# CHALLENGE:
Nothing may be dropped or altered: reproduce all the data.

[start of DATASET ROWS]

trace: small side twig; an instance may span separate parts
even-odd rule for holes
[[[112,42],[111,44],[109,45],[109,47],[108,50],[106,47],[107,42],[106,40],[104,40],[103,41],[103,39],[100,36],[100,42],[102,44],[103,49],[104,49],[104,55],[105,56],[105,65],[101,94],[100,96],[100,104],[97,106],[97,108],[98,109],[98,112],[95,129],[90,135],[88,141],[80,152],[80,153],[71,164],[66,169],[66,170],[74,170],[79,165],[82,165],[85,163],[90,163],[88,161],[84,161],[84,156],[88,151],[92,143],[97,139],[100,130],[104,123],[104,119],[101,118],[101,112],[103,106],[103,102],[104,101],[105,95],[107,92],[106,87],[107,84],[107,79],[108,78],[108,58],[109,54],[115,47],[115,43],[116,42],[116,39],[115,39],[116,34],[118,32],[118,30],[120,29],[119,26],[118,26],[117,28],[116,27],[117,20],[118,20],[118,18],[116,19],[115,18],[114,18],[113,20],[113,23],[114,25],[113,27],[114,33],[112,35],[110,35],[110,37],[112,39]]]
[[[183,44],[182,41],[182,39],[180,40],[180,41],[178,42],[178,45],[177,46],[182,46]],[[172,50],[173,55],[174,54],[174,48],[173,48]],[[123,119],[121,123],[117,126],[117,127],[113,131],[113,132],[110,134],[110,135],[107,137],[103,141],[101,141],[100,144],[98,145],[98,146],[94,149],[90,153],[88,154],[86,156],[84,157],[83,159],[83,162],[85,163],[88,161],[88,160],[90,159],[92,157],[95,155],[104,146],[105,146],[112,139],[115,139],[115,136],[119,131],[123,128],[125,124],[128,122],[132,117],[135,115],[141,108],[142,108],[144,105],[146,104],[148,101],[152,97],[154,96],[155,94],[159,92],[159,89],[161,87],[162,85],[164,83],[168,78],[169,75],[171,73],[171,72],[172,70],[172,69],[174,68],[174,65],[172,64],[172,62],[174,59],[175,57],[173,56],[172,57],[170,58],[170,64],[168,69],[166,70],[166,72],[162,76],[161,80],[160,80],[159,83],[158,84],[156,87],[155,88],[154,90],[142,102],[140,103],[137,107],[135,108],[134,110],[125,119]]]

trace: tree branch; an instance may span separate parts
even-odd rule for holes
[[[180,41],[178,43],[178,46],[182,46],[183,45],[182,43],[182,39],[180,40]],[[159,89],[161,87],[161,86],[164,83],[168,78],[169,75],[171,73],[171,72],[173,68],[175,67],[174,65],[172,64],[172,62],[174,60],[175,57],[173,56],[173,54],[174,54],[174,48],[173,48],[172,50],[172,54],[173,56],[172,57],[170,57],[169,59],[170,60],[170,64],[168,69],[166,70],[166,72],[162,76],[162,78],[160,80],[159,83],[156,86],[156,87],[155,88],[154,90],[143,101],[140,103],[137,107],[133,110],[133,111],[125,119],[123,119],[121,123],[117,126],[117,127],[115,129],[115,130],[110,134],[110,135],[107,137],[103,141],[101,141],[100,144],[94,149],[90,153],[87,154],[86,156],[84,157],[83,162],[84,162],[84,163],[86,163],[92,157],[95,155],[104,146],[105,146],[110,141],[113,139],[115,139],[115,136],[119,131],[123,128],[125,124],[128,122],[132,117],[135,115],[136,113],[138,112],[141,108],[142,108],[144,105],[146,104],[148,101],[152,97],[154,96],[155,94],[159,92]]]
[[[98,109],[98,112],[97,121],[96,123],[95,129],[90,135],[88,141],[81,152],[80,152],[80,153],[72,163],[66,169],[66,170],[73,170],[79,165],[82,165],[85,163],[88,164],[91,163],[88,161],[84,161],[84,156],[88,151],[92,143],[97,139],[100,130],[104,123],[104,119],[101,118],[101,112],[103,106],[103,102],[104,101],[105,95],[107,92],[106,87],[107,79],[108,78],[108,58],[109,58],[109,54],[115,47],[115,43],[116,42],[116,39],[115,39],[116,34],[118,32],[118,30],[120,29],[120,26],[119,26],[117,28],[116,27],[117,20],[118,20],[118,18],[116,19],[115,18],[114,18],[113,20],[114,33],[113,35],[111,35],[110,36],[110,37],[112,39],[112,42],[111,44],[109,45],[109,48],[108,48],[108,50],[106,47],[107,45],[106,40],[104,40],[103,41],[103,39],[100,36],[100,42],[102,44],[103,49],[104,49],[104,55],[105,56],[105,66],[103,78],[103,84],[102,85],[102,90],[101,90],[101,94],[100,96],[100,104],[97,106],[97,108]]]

[end of DATASET ROWS]

# TASK RESPONSE:
trace: small side twig; an instance may span separate parts
even-odd rule for holes
[[[112,42],[111,44],[109,45],[109,47],[108,50],[106,47],[107,42],[106,40],[104,40],[103,41],[103,39],[100,36],[100,42],[102,44],[103,49],[104,49],[104,55],[105,56],[105,65],[101,94],[100,96],[100,104],[97,106],[97,108],[98,109],[98,112],[95,129],[90,135],[88,141],[80,152],[80,153],[71,164],[66,169],[66,170],[74,170],[79,165],[82,165],[85,163],[90,163],[88,161],[84,161],[84,156],[88,151],[92,143],[97,139],[100,130],[104,123],[104,119],[101,118],[101,112],[103,106],[103,102],[104,101],[105,95],[107,92],[106,87],[107,84],[107,79],[108,78],[108,58],[109,54],[115,47],[115,43],[116,42],[116,39],[115,39],[116,34],[118,32],[118,30],[120,29],[119,26],[118,26],[117,28],[116,27],[117,20],[118,20],[118,18],[116,19],[115,18],[114,18],[113,20],[113,23],[114,25],[113,27],[114,33],[112,35],[110,35],[110,37],[112,39]]]
[[[183,44],[182,41],[182,39],[180,40],[180,41],[178,42],[178,45],[177,46],[182,46]],[[172,50],[173,55],[174,54],[174,48],[173,48]],[[123,119],[121,123],[117,126],[117,127],[113,131],[113,132],[110,134],[110,135],[107,137],[103,141],[101,141],[100,144],[98,145],[98,146],[94,149],[90,153],[88,154],[86,156],[84,157],[83,159],[83,162],[85,163],[88,161],[88,160],[90,159],[92,157],[95,155],[104,146],[105,146],[112,139],[115,139],[115,136],[119,131],[123,128],[125,124],[128,122],[132,117],[135,115],[141,108],[142,108],[144,105],[146,104],[148,101],[152,97],[154,96],[155,94],[159,92],[159,89],[161,87],[162,85],[164,83],[168,78],[169,75],[171,73],[171,72],[172,70],[172,69],[174,68],[174,65],[172,64],[172,62],[174,59],[175,57],[173,56],[172,57],[170,58],[170,64],[168,69],[166,70],[166,72],[162,76],[161,80],[160,80],[159,83],[158,84],[156,87],[155,88],[154,90],[142,102],[140,103],[137,107],[135,108],[134,110],[125,119]]]

trace: tree branch; an instance may span separate parts
even-odd rule for holes
[[[180,41],[178,43],[178,46],[182,46],[183,45],[182,43],[182,39],[180,40]],[[159,89],[161,87],[161,86],[164,83],[168,78],[169,75],[171,73],[171,72],[173,68],[175,67],[174,65],[172,64],[172,62],[174,60],[175,57],[173,56],[173,54],[174,54],[174,48],[173,48],[172,50],[172,54],[173,56],[172,57],[170,57],[169,59],[170,60],[170,64],[168,69],[166,70],[166,72],[162,76],[162,78],[160,80],[159,83],[156,86],[156,87],[155,88],[154,90],[143,101],[140,103],[137,107],[133,110],[133,111],[125,119],[123,119],[121,123],[117,126],[117,127],[115,129],[115,130],[110,134],[110,135],[107,137],[103,141],[101,141],[100,144],[94,149],[90,153],[87,154],[86,156],[84,157],[83,162],[84,162],[84,163],[86,163],[92,157],[95,155],[104,146],[105,146],[110,141],[113,139],[115,139],[115,136],[119,131],[123,128],[125,124],[128,122],[132,117],[135,115],[136,113],[138,112],[141,108],[142,108],[144,105],[146,104],[148,101],[152,97],[154,96],[155,94],[159,92]]]
[[[98,109],[98,112],[97,121],[96,123],[95,129],[90,135],[88,141],[81,152],[80,152],[80,153],[72,163],[66,169],[66,170],[73,170],[79,165],[82,165],[85,163],[88,164],[91,163],[88,161],[84,161],[84,156],[88,151],[92,143],[97,139],[100,130],[104,123],[104,119],[101,118],[101,112],[103,106],[103,102],[104,101],[105,95],[107,92],[106,87],[107,79],[108,78],[108,58],[109,58],[109,54],[115,47],[115,43],[116,42],[116,39],[115,39],[116,34],[118,32],[118,30],[120,29],[120,26],[119,26],[117,28],[116,27],[117,20],[118,20],[118,18],[116,19],[115,18],[114,18],[113,20],[114,33],[113,35],[111,35],[110,36],[110,37],[112,39],[112,42],[111,44],[109,45],[109,48],[108,48],[108,50],[106,47],[107,45],[106,40],[104,40],[103,41],[103,39],[100,36],[100,42],[102,44],[103,49],[104,49],[104,55],[105,56],[105,66],[103,78],[103,84],[102,85],[102,90],[101,90],[101,94],[100,96],[100,104],[97,106],[97,108]]]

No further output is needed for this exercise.